[Given information start]
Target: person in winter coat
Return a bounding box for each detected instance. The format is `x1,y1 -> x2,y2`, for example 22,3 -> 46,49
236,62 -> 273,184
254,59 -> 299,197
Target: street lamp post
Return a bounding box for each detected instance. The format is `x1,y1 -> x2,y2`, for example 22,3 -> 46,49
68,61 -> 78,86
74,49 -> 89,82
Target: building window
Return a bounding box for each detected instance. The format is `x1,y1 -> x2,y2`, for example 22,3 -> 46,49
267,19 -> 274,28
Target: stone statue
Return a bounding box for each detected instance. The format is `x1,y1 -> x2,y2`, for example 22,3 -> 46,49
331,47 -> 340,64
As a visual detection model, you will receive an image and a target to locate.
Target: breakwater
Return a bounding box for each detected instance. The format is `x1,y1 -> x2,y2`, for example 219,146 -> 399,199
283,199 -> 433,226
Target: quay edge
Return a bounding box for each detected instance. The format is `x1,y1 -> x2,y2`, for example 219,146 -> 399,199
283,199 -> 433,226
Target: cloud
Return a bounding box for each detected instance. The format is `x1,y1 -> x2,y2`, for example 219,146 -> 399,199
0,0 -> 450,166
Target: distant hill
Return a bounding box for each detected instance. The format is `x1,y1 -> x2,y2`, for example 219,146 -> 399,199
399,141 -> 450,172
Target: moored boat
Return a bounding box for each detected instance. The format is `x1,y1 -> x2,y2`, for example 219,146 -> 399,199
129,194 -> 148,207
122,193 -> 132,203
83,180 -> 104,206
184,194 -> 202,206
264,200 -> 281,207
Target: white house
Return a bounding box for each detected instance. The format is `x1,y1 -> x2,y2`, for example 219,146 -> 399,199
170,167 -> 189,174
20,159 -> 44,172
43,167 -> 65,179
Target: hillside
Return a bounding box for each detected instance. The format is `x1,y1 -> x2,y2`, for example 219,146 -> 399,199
[Given information end]
Required work
Write out all the material above again, changing "detected instance" to "visible instance" everywhere and leaving everything else as it is.

Completed exercise
Target: person in winter coat
Return a bounding box for each visible instance. The format is `x1,y1 -> x2,y2`, for example 22,3 -> 46,49
236,62 -> 273,184
254,59 -> 299,197
Target: street lamp post
Return a bounding box for each visible instance. The format is `x1,y1 -> x2,y2`, for example 22,3 -> 46,49
68,61 -> 78,86
74,49 -> 89,82
Target: building window
Return a bounding box for each visible instance. The format is `x1,y1 -> x2,y2`, for example 22,3 -> 46,49
267,19 -> 274,28
Target: stone statue
Return a bounding box for each visible instance. The format is `x1,y1 -> x2,y2`, for example 22,3 -> 46,49
331,47 -> 340,64
As a visual detection model, you will receive an image and a target to locate.
Target: breakwater
Return a bounding box for each visible instance. The format is `x1,y1 -> x2,y2`, for example 219,146 -> 399,199
283,199 -> 433,226
Target: quay edge
Return a bounding box for each visible instance. The format is `x1,y1 -> x2,y2`, for example 219,146 -> 399,199
283,199 -> 433,226
Target: cloud
Return a bounding box for each visible instance. The format is `x1,y1 -> x2,y2`, for example 219,146 -> 399,199
0,0 -> 450,166
Target: distant hill
Return a bounding box for each visible instance. The format is `x1,y1 -> x2,y2`, for example 219,146 -> 399,199
399,141 -> 450,172
Target: moored boat
Return a bounding box for each visible instance. The format is `x1,y1 -> x2,y2`, for example 219,146 -> 399,199
129,194 -> 148,207
122,193 -> 132,203
83,180 -> 104,206
184,194 -> 202,206
264,200 -> 281,207
Target: white house
Return a bounding box for each visible instance. The format is `x1,y1 -> x2,y2`, for example 219,146 -> 399,199
170,167 -> 189,174
20,159 -> 44,172
43,167 -> 65,179
Target: hillside
Return a bounding box for each visible instance. The format is `x1,y1 -> x2,y2`, for example 219,146 -> 399,199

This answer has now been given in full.